The records beneath should be printed exactly, and the pictures are to be left out.

- Dataset excerpts -
⟨

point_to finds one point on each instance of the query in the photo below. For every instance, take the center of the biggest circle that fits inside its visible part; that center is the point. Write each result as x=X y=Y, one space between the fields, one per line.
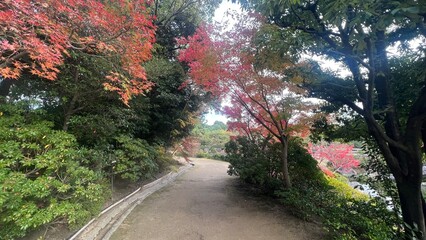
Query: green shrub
x=134 y=159
x=41 y=176
x=259 y=162
x=345 y=212
x=252 y=163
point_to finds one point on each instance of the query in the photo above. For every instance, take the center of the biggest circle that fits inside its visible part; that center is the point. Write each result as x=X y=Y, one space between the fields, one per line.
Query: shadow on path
x=206 y=203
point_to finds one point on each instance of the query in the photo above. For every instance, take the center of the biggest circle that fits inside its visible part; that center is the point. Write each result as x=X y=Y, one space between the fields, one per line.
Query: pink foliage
x=339 y=155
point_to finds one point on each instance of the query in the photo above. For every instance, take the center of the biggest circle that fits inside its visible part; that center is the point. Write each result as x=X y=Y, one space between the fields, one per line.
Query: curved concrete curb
x=104 y=225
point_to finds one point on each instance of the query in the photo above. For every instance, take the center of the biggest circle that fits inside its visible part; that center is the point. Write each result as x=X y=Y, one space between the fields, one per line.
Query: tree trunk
x=284 y=161
x=411 y=205
x=5 y=85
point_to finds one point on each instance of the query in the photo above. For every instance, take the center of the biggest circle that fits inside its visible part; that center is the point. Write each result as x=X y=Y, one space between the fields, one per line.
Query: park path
x=207 y=204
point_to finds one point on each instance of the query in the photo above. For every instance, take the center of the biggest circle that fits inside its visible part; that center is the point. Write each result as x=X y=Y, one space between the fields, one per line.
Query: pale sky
x=220 y=16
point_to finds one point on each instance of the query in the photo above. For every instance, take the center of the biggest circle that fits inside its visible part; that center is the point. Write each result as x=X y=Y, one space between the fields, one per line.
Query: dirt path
x=205 y=203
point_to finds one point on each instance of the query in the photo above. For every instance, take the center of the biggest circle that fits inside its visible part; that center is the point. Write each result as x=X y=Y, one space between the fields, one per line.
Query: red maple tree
x=223 y=62
x=339 y=155
x=36 y=36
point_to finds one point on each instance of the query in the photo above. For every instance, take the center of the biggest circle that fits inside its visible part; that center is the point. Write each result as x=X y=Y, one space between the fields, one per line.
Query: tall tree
x=358 y=35
x=225 y=65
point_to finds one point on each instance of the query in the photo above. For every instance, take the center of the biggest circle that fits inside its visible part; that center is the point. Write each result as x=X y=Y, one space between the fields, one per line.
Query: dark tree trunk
x=411 y=204
x=284 y=161
x=5 y=85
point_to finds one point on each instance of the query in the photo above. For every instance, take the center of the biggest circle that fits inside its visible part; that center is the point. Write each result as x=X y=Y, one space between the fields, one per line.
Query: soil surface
x=206 y=203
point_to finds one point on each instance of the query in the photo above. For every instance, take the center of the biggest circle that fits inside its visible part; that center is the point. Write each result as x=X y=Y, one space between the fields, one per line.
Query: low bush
x=346 y=213
x=42 y=176
x=258 y=162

⟩

- Task response -
point_to finds one point on each instance of the query in the photo below. For every instance, take the center of the biggest circle that fits inside its visible part; that center is the point. Write each result as x=X y=Y, one space between the fields, one per line.
Query: green shrub
x=134 y=159
x=41 y=176
x=259 y=162
x=345 y=212
x=252 y=163
point_to finds one point on each instance of the query in the photo above. For every instance, take the center of the biggest circle that fits inside its visible part; that center is the point. Write each result as x=X y=Y, one space between the fields, one per line.
Query: shadow on path
x=206 y=203
point_to finds one point on each instance of the query in the photo above. For every instance, take the center of the biggest circle that fits inside its visible part; that center is the point. Write each result as x=X y=Y, one space between the fields, one per line.
Query: pink foliage
x=339 y=155
point_to finds one point on each instance of the query in the photo above. For every instance, take the center of the biggest circle that fits inside its visible part; that center is the point. Write each result as x=X y=Y, one space between the fields, one per line.
Query: curved concrete curb
x=104 y=225
point_to finds one point on each instance of the query in the photo above. For every instance, take the center of the biggest circle that fits inside its visible part; that center is the point. Write each result as x=X y=Y, one space between the fields, one per line.
Query: tree trunk
x=284 y=161
x=411 y=205
x=5 y=85
point_to finds one point on each instance of the query in the photo above. For every instance, take the center of the biggest circle that fits inside its visible part; that center is the point. Write each result as x=X y=Y, one space between the fields, one per line.
Query: park path
x=207 y=204
point_to finds one point on each instance of the query in the photo above. For every instance, take the center of the biggest circle that fits inside its visible part; that center is the point. Write each result as x=X y=Y, one space between the fields, one per line.
Query: pale sky
x=220 y=16
point_to finds one point on each instance of the query in the photo above. For every instance, take the center of the biggest circle that fits inside its visible part; that center is the point. Write each result as x=X y=Y, one space between the fields, one per line.
Query: dirt path
x=205 y=203
point_to finds one point on each instance of the query in the photo above. For every instance, take the center of the biggest circle that fits inside its visible part; that center is the point. Write each result as x=X y=Y, one space between the fields, one per line.
Query: red maple tree
x=223 y=62
x=339 y=155
x=36 y=36
point_to finds one point on each instance of the query in the photo above. For every instance, take the center of the biggest circle that fits inside its visible part; that center is the point. Write each result as x=X y=Y, one space between the fields, one per line.
Query: tall tree
x=358 y=35
x=225 y=65
point_to finds one point on each instance of the query in the photo above. For every instance, take the center of the biggest circle that fits inside its visible part; that center is the point. Write each result as x=X y=Y, one space between the fields, one per line.
Query: dark tree trunk
x=411 y=204
x=284 y=161
x=5 y=85
point_to finds one point on each instance of the query in the photo above. For every instance, take the center of the biggest circle that fits inside its visible part; that center is the point. Write each result as x=X y=Y, one space between the fields, one per line.
Query: soil surface
x=206 y=203
point_to finds one point on each instance of the query in the photo above. For every instance, take the center of the biggest circle that fits inside its visible part; that center is the point. Write each result as x=X y=Y, one space between the fields, one per line.
Query: low bush
x=346 y=213
x=42 y=176
x=258 y=162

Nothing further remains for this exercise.